Work to be completed: Reproduce all the lines below exactly and omit the images.

Input material:
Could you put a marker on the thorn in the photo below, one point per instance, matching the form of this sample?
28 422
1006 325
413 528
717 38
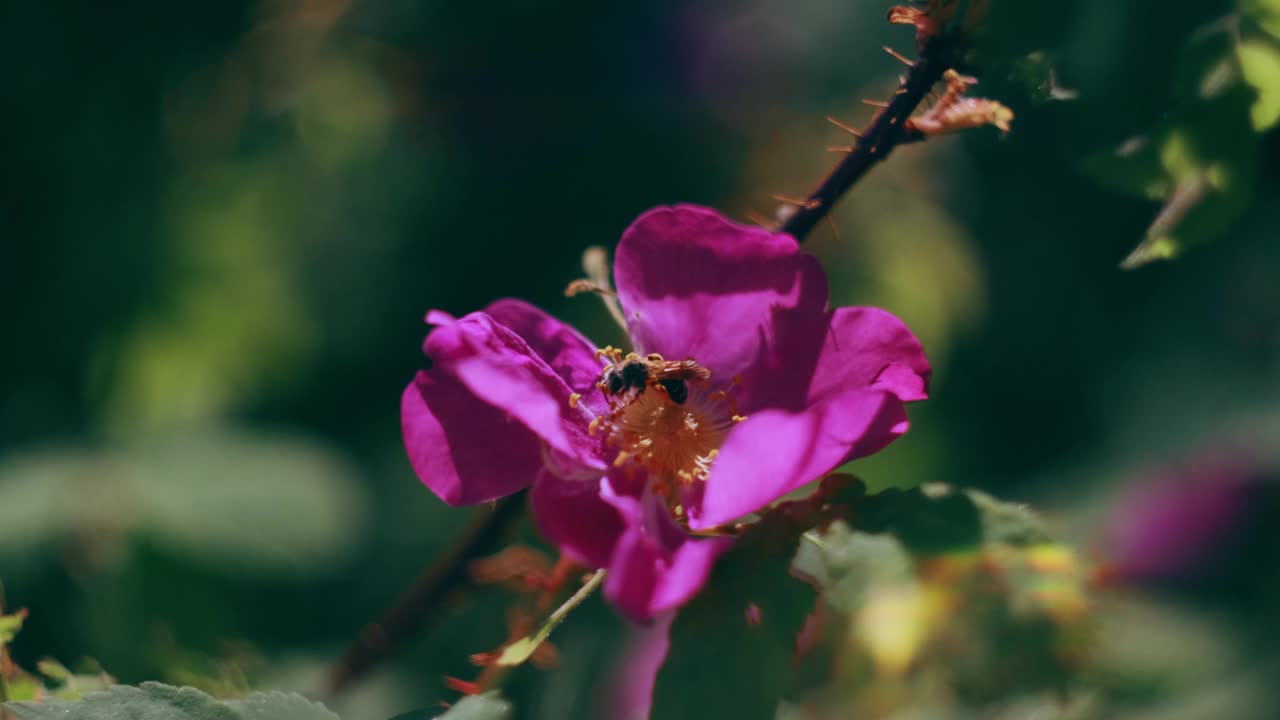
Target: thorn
798 203
897 55
462 686
844 127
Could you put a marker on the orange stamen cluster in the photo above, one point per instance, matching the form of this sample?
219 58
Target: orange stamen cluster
672 442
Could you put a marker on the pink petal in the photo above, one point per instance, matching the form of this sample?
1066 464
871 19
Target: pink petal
869 347
476 420
629 689
464 449
846 349
571 514
695 285
656 565
571 355
776 451
501 369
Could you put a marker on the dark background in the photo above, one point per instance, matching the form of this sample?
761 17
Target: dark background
222 223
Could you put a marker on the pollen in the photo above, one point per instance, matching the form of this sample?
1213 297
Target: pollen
675 443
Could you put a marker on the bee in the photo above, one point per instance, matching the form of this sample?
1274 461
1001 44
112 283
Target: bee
638 373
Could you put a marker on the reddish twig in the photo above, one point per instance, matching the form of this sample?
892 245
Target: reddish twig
886 132
446 574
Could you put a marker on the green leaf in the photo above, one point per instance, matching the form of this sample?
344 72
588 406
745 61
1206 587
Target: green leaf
1260 64
155 701
1201 165
241 501
954 584
488 706
927 520
848 564
10 625
713 642
1266 13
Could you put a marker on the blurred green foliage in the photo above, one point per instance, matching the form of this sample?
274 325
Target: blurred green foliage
223 222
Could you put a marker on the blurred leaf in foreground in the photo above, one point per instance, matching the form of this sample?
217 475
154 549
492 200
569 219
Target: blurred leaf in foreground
1202 162
234 500
154 701
944 588
739 633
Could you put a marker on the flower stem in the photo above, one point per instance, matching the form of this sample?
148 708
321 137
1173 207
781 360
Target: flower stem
444 575
887 131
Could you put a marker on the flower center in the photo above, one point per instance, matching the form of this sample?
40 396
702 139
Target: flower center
668 423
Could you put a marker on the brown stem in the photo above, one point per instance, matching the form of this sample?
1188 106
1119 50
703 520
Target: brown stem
446 574
886 132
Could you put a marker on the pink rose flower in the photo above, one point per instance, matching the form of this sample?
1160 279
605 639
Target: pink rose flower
776 390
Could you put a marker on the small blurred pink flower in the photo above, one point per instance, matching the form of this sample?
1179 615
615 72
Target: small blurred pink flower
626 481
1175 523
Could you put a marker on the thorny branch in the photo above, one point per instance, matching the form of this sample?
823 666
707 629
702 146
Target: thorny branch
887 131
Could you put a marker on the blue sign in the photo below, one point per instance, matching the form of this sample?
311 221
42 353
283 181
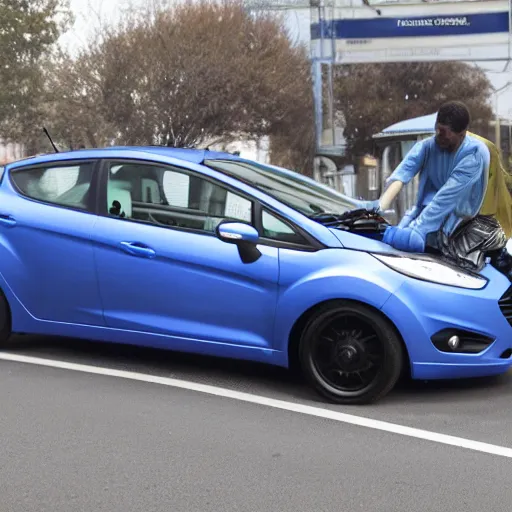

Result of this exercise:
Could you put a marker on the thorn in the photo below, one point per instance, matching the form of this sample?
28 422
1006 325
413 528
717 38
Target: thorn
798 203
897 55
462 686
844 127
Could you put a marker on the orange stamen cluster in the photo above, one point per instance, matching the form of this sample?
219 58
Target: orange stamen cluster
672 442
Could you put a marker on the pink petal in the photo above, one point per instance, matching the form of this sample?
1066 464
871 19
Target: pink petal
869 347
476 420
629 689
464 449
846 349
571 514
695 285
656 565
571 355
776 451
501 369
Could you put a marker on the dark background in the photo above, one point per instance, matching the form of this sample?
761 17
Target: dark background
222 223
Could you put a marker on the pollen in the photo above, one point per instance, matching the form of this sample?
1213 297
Target: pollen
675 443
Could you put a marker on the bee in the photo above, one point per instance, matching the form of this sample?
1274 461
1001 44
112 283
Target: bee
638 373
Could you put a marker on the reddish twig in the photo above, one point per instance, matching the form of this sample?
892 245
Target: reddish twig
886 132
446 574
Could you put a marker on the green leaf in the photo above, one point per instance, matching the form of this sample?
344 72
588 406
745 61
1206 587
Target: green leaf
1260 64
155 701
1201 165
241 501
954 584
488 706
927 520
848 564
10 625
713 642
1266 13
Could you put a marker on the blurred green foliage in the photo above, one point per instance, matching the form of this sample?
274 325
Target: blurred green foliage
223 222
Could you put a marker on the blurred leaf in foreground in the photo above, one point per instance, matching the form of this sample?
217 475
154 549
492 200
569 219
Target: blurred leaf in foreground
1202 162
234 500
154 701
944 588
739 633
Could you put a marker on the flower stem in the photo above, one point per instance, matching the form of this sample?
148 708
321 137
1173 207
781 360
Target: flower stem
444 575
887 131
Could you put a marker on the flower center in the photo above, one point per instance, matching the form of this sample?
40 396
702 139
Target: flower center
668 423
Could you put a marker on the brown stem in the photo above, one point per instance, matching the form of this sample?
1188 106
1119 50
703 520
Target: brown stem
446 574
886 132
Could you put a marker on the pink rose flower in the photo above, one point per instance, matching the form of this sample?
1160 279
605 639
Target: pink rose flower
776 390
Could you put a marker on the small blurred pink flower in the photo above, one point per instance, matching the form of this sample?
1179 615
615 72
Target: small blurred pink flower
626 481
1175 523
Could you put a marker on the thorny branch in the photo above, one point per instance, matching the form of this sample?
823 666
707 629
702 146
Target: thorny branch
887 131
Could you put a marker on the blue sign in the photo below, one point per instance, matching the form of this sample?
311 221
42 353
283 181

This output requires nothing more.